Please print the records below exactly as they are.

___ SUPPLIED INFORMATION ___

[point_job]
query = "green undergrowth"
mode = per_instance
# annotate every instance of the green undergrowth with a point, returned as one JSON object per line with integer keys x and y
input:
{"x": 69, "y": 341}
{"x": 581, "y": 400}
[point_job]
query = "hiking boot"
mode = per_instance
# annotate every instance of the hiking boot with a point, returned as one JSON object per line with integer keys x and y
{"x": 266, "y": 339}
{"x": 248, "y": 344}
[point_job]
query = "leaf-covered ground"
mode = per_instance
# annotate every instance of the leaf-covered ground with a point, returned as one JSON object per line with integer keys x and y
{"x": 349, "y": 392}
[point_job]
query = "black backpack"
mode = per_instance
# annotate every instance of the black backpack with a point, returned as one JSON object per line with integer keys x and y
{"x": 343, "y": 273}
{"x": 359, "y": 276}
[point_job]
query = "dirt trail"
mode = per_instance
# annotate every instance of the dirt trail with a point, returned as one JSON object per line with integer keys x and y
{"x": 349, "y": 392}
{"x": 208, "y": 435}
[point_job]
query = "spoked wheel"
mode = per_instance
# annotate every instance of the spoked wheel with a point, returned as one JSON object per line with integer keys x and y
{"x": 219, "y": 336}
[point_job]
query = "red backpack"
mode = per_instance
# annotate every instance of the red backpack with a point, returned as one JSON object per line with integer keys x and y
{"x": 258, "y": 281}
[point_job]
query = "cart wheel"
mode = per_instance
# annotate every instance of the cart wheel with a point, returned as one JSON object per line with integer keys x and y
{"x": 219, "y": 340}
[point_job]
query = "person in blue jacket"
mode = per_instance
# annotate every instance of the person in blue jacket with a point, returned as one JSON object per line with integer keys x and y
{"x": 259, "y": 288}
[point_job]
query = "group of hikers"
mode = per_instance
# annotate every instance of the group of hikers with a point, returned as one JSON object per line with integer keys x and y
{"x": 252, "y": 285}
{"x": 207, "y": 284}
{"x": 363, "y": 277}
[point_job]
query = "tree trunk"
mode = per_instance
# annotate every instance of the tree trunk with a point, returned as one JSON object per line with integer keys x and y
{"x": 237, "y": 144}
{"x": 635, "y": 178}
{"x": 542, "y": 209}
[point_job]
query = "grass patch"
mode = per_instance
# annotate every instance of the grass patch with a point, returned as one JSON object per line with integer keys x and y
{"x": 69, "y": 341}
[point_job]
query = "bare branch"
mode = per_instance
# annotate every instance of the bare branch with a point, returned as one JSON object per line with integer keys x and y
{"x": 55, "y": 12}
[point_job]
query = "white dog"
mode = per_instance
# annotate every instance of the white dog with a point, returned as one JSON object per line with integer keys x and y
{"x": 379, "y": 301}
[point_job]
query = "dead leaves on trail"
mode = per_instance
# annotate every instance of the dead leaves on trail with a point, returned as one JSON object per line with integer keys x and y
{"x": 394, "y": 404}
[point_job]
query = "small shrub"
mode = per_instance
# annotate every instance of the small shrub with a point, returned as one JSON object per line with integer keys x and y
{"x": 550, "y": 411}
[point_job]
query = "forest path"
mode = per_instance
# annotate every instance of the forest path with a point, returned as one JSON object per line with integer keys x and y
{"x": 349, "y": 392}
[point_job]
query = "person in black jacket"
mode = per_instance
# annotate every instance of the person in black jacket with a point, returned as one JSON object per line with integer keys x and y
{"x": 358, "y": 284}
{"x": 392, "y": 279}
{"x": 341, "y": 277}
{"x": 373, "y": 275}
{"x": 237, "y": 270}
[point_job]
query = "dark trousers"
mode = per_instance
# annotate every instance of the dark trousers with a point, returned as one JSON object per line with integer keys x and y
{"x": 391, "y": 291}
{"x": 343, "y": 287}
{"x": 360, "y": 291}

___

▸ ANSWER SPACE
[point_job]
query = "green undergrowth"
mode = per_instance
# annotate every instance of the green undergrowth with a point, returned as one JSON object per line with integer keys x and y
input:
{"x": 69, "y": 341}
{"x": 581, "y": 400}
[point_job]
query = "hiking boot"
mode = per_instance
# annotate every instance of the hiking boot with a point, returned as one JSON object per line with integer keys x and y
{"x": 266, "y": 339}
{"x": 248, "y": 344}
[point_job]
query = "leaf-covered ground"
mode = per_instance
# annotate every instance of the leaf-covered ground with a point, returned as one JSON object per line with integer keys x and y
{"x": 349, "y": 392}
[point_job]
query = "black backpack"
mode = per_instance
# annotate every instance of the black backpack with a point, returned as one JSON object per line with integer keys x and y
{"x": 343, "y": 273}
{"x": 359, "y": 276}
[point_job]
query = "dirt trail"
mode = per_instance
# annotate every instance of the dirt trail with a point, returned as one JSON object per line with integer keys x and y
{"x": 349, "y": 392}
{"x": 208, "y": 435}
[point_job]
query = "spoked wheel"
mode = per_instance
# annotate every instance of the spoked wheel with a point, returned as one JSON object per line with integer keys x and y
{"x": 219, "y": 336}
[point_job]
query = "red backpack"
mode = per_instance
# annotate every instance of the red backpack with a point, returned as one JSON object per line with integer keys x and y
{"x": 258, "y": 281}
[point_job]
query = "cart wheel"
mode = per_instance
# annotate every instance of the cart wheel with a point, returned as one JSON object per line with integer keys x and y
{"x": 219, "y": 340}
[point_job]
query = "person in blue jacket"
mode = per_instance
# annotate every instance of the person in blue jacket with a point, returned as one JSON object per line with integer keys x and y
{"x": 259, "y": 288}
[point_job]
query = "group of hikers"
mode = per_instance
# annotate every instance of the group of hikers with a point, returned as one JSON object per line with integer keys x and y
{"x": 252, "y": 285}
{"x": 207, "y": 284}
{"x": 363, "y": 277}
[point_job]
query = "tree trunk"
mode = per_instance
# annotate every instance of the tree trunk with a point, returned as one JSON object per line with integer keys x and y
{"x": 237, "y": 144}
{"x": 635, "y": 178}
{"x": 542, "y": 209}
[point_job]
query = "grass patch"
mode = per_instance
# annotate every instance of the grass patch with a point, returned as one JSON object per line with integer keys x and y
{"x": 69, "y": 341}
[point_job]
query = "bare branch"
mode = per_instance
# annotate every instance of the bare branch with a point, returned as one JSON object per line with integer keys x and y
{"x": 55, "y": 12}
[point_job]
query = "white dog"
mode = per_instance
# annotate every instance of the white dog with a point, returned as one JSON object per line with integer keys x and y
{"x": 379, "y": 301}
[point_job]
query = "dead leaves on trail"
mode = per_instance
# annotate every instance of the dead leaves on trail with a point, returned as one JSON object per line with integer keys x and y
{"x": 394, "y": 404}
[point_job]
query = "small shrub"
mode = per_instance
# annotate every instance of the small shrub with a point, returned as one JSON object per line with integer keys x and y
{"x": 550, "y": 411}
[point_job]
query = "forest path"
mode = per_instance
# annotate every instance of the forest path with a point, returned as one JSON object per line with integer keys x and y
{"x": 349, "y": 392}
[point_job]
query = "person in black jacket"
mode = per_instance
# annotate every instance of the person in black jacket with a point, returned as one JSON object per line with integer keys x and y
{"x": 358, "y": 284}
{"x": 392, "y": 279}
{"x": 341, "y": 277}
{"x": 373, "y": 275}
{"x": 237, "y": 270}
[point_job]
query = "dark trousers"
mode = per_instance
# annotate every instance of the dark trousers with a point, returned as one JSON object per line with integer keys x and y
{"x": 391, "y": 291}
{"x": 343, "y": 287}
{"x": 360, "y": 291}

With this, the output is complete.